INSTRUÇÕES DAS TAREFAS:
1/ Segundo o texto sobre a transição energética, que cargo Mark Dyson ocupa na RMI?
2/ Prolongue o texto sobre a transição energética, começando logo após a última frase apresentada.

TEXTO PARA LEITURA:
· · · · · · ·

E, embora muitos executivos de empresas digam que aceitariam de bom grado um imposto sobre o carbono, os políticos dos Estados Unidos têm se oposto firmemente à ideia. Os economistas dizem que esse imposto seria uma maneira eficaz de estimular uma rápida transição para longe dos combustíveis fósseis, mas as autoridades eleitas têm evitado a ideia, temendo que ela aumente os custos de energia e prejudique suas chances de reeleição.
“Todos querem energia limpa, acessível e confiável”, disse Cook. “Esse é o Santo Graal. Mas é muito difícil conseguir todos os três.”
Demanda por eletricidade
Embora não haja dúvida de que a população global está aumentando, o uso de energia está disparando e os combustíveis fósseis estão se mantendo, alguns analistas de energia ainda preveem um futuro potencialmente brilhante. Na verdade, eles acreditam que muitas das projeções são simplesmente imprecisas.
“As previsões mostram emissões contínuas que não são necessariamente consistentes com as metas climáticas”, disse Mark Dyson, diretor administrativo da RMI, um grupo sem fins lucrativos que trabalha com empresas para reduzir suas emissões. “Mas as previsões mudam”.
Dyson, que estuda a demanda de energia a longo prazo, diz que, durante décadas, as autoridades superestimaram a demanda de energia e subestimaram o crescimento das energias renováveis e os ganhos em eficiência.
De fato, nas projeções para o aumento da demanda de eletricidade, Dyson vê sinais de progresso. Isso é exatamente o que se espera quando os veículos elétricos substituem os carros movidos a gasolina e o aquecimento elétrico substitui o aquecimento a óleo e a gás.
“A demanda de eletricidade é uma característica, não um problema, da transição para a energia limpa e do caminho para atingir nossas metas climáticas”, disse ele. “Alimentar mais nossa economia com eletricidade, em vez de combustíveis fósseis, pode ficar mais fácil nos próximos anos.” Com a redução das taxas de juros pelo Federal Reserve (Fed, o banco central americano), o custo do capital deve cair, tornando alguns projetos de energia limpa mais acessíveis.
Os data centers, embora consumam muita energia, estão se tornando mais eficientes, assim como os veículos elétricos, os novos edifícios e muitos outros elementos básicos eletrificados da vida moderna. Uma enxurrada de inovações está em andamento e, em breve, poderá proporcionar maneiras novas e acessíveis de reduzir as emissões, produzir energia e alimentar a sociedade.

· · · · · · ·

(Dados de expressões referenciais)
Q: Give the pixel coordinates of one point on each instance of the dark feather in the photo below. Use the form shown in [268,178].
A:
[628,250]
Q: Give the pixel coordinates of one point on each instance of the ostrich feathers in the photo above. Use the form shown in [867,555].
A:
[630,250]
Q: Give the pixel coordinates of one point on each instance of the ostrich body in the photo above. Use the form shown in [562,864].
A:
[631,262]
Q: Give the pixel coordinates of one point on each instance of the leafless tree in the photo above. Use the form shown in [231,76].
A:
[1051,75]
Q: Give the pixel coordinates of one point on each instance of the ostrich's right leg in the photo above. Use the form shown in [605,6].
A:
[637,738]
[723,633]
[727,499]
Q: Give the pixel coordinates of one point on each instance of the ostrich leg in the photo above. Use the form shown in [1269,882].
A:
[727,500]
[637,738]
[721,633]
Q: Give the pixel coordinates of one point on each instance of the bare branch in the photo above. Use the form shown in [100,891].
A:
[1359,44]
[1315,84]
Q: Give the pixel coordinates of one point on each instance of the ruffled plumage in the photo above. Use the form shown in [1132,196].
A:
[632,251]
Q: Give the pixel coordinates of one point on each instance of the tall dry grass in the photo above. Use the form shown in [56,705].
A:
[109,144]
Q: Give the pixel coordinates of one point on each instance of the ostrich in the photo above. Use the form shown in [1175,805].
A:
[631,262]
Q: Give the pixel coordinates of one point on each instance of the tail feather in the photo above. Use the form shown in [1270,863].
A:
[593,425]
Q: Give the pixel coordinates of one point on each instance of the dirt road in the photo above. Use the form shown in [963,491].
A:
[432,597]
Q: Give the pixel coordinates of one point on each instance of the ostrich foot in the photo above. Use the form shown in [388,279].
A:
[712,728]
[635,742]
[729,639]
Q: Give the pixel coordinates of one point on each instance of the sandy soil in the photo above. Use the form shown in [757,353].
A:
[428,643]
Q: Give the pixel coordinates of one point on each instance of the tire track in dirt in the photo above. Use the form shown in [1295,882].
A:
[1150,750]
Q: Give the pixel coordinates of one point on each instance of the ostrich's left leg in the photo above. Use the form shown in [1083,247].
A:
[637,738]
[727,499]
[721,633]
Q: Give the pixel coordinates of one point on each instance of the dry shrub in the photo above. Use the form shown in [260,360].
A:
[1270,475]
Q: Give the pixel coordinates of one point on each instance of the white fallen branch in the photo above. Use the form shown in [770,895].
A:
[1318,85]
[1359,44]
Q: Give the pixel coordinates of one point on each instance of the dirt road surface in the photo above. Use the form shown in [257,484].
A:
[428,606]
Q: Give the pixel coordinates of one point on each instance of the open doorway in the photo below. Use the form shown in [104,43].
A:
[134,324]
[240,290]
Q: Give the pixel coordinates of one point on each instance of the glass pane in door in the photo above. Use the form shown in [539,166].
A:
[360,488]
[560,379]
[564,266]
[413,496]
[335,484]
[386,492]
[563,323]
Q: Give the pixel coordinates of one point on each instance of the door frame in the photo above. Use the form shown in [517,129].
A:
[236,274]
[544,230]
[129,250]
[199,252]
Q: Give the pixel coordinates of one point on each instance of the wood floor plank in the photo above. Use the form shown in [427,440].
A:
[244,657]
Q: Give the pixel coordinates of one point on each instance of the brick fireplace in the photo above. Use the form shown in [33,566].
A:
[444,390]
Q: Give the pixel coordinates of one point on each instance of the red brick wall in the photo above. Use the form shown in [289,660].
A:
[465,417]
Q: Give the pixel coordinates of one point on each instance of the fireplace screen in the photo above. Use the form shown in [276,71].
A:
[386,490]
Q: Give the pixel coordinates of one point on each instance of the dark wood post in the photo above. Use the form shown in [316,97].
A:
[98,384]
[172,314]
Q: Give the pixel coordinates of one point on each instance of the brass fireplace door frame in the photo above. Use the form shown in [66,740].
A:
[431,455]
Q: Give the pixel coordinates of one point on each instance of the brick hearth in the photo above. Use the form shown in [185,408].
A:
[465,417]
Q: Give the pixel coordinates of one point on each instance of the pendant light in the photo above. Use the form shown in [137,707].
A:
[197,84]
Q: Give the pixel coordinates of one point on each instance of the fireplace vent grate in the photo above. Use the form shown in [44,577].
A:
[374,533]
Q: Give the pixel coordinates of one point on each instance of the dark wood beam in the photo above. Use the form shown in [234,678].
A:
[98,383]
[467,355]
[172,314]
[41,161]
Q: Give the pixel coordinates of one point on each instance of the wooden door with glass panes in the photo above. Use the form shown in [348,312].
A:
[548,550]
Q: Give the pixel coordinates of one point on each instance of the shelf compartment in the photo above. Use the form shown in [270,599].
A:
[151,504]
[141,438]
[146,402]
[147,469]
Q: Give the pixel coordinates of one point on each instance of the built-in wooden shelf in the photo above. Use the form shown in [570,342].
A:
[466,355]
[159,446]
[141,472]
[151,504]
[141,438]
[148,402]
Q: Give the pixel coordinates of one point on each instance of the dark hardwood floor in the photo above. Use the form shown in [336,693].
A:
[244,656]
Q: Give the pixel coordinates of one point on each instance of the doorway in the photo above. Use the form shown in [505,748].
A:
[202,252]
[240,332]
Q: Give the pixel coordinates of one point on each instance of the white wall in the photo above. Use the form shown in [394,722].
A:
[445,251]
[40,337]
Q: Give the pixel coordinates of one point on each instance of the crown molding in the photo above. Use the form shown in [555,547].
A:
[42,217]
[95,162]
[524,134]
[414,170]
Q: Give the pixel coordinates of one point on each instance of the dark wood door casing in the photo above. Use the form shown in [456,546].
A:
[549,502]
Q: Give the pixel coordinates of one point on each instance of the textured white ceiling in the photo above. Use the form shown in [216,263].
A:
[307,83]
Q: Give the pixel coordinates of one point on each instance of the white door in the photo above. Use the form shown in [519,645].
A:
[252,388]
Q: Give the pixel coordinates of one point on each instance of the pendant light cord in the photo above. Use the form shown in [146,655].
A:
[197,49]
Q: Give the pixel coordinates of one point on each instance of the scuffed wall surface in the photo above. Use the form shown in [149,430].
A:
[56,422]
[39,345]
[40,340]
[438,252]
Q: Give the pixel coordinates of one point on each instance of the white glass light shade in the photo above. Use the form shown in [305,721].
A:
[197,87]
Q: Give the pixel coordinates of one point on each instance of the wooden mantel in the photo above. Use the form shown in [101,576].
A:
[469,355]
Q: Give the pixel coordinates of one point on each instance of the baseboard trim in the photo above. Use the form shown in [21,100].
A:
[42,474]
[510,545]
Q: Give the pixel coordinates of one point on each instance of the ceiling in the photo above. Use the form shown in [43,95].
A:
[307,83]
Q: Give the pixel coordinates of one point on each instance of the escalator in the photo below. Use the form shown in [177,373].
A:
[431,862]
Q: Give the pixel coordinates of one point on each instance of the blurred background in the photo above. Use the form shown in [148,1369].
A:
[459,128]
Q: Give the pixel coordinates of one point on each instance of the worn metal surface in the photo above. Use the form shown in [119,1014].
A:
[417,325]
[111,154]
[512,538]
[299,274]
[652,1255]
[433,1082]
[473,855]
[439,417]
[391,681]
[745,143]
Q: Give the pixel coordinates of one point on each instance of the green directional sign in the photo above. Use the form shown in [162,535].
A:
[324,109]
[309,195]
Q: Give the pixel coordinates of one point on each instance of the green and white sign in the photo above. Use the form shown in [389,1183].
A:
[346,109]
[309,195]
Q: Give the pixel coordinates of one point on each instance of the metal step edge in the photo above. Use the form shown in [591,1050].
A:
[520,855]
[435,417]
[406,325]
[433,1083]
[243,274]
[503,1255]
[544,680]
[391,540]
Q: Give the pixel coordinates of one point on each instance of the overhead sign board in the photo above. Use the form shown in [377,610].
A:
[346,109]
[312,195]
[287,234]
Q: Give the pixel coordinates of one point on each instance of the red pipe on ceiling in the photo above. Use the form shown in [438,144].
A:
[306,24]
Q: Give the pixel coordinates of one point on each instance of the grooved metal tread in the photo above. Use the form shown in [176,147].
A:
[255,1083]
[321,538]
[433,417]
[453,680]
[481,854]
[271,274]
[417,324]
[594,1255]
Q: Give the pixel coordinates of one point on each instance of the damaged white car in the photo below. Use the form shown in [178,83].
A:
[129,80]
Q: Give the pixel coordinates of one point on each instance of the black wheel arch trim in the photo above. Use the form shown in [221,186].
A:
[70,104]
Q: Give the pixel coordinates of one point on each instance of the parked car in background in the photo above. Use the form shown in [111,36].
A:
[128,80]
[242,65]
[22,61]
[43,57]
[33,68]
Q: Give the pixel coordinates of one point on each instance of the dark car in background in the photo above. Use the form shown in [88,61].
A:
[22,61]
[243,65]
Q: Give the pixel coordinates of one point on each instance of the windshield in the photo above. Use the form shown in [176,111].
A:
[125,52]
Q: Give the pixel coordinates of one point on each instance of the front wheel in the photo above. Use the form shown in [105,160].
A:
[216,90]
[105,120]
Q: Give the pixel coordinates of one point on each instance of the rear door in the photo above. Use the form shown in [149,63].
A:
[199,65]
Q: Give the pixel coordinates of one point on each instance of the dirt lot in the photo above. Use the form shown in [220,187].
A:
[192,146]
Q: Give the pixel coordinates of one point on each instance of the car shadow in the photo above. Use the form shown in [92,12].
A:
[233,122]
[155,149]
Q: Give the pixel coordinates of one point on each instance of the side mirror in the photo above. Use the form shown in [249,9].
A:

· · · · · · ·

RESULTADOS POR TAREFA:
1/ Diretor administrativo.

2/
Há até mesmo sinais promissores em algumas partes do mundo desenvolvido, especialmente na Europa. As emissões gerais de carbono da União Europeia caíram 5% no ano passado. E, embora a UE enfrente muitos dos mesmos desafios que dificultam a rápida adoção da energia limpa pelos Estados Unidos, ela também tem um poderoso incentivo para estimular a reforma: um imposto sobre o carbono.
“Não estamos mais parados”, disse Krupp, da EDF. ‘Já começamos a avançar.’
Avançar pode muito bem significar avanços na implantação de energia limpa. Pode significar ganhos rápidos na eficiência de tudo, de carros a data centers. Pode até significar avanços em novas formas de energia, como a fusão ou a energia nuclear em pequena escala.
Porém, à medida que os efeitos catastróficos da mudança climática continuarem a aumentar, a engenhosidade humana terá de fazer muito mais do que melhorar o fornecimento de energia. Ela também terá de ajudar os seres humanos a se adaptarem à vida em um planeta mais quente.
Precisaremos de novas tecnologias para gerenciar uma atmosfera densa com emissões duradouras, novas soluções para proteger as populações vulneráveis da elevação dos mares e novas estratégias para ajudar a natureza a florescer e a agricultura a prosperar.
“Não devemos pensar que somos vítimas passivas das previsões”, disse Dyson. “Na verdade, temos poder de ação, temos as ferramentas, e as ferramentas melhoram a cada ano.”